Her real estate professional is insisting that the house is priced fairly, but that there are no buyers out there. And so Rose relies on the opinion of the expert.

 
 
Comment by Blacque Jacques Shellacque
2007-05-11 17:17:33

Or remove all her stuff and give the keys back…

Comment by arizonadude
2007-05-11 19:18:03

Get out and give the property back to the true owner, please! Ownership is in the eye of the beholder for sure.

 
 
 
Comment by GetStucco
2007-05-11 15:00:22

‘The marketing boss for DnB NOR Eiendom, Norway’s largest brokerage chain, told newspaper Dagens Næringsliv on Tuesday that it’s taking almost twice as long to sell properties now than it did in January.

Time on the market is a good indicator of how housing prices will develop,” Rune Garborg of DnB NOR said. “If the time increases, price rises will ease.”‘

It looks like the U.S. subprime contagion is spilling over all the way to Norway (or else the timing of this article is remarkably coincidental!).

Interesting how the Norwegian housing boss acknowledges that “price rises” will ease, without raising the possibility that prices will ease. I guess it is different there in Norway than in the U.S. of A.

Data lines =>
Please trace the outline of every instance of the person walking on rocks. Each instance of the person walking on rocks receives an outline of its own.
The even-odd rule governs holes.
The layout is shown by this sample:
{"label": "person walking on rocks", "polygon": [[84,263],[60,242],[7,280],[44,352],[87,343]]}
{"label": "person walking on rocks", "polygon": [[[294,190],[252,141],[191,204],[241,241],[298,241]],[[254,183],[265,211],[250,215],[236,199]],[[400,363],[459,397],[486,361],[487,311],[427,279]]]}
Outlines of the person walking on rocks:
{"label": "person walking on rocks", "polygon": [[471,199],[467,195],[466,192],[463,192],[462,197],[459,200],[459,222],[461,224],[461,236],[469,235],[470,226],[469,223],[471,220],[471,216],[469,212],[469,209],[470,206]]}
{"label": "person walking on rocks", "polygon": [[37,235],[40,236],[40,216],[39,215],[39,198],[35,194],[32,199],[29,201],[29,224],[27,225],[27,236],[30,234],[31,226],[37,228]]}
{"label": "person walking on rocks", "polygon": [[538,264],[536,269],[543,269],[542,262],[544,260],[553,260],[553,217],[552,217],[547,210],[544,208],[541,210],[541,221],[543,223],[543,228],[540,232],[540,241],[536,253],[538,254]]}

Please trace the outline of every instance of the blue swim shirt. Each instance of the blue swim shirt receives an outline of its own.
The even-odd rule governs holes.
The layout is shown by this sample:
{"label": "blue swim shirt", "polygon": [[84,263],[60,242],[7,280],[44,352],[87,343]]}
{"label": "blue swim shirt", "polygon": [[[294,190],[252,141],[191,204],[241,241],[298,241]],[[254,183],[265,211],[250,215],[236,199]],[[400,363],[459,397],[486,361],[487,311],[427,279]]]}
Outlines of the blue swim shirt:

What you have to do =>
Please set down the part of the housing comments, starting at "Time on the" and ending at "is remarkably coincidental!).", copied word for word.

Reply =>
Time on the market is a good indicator of how housing prices will develop,” Rune Garborg of DnB NOR said. “If the time increases, price rises will ease.”‘

It looks like the U.S. subprime contagion is spilling over all the way to Norway (or else the timing of this article is remarkably coincidental!).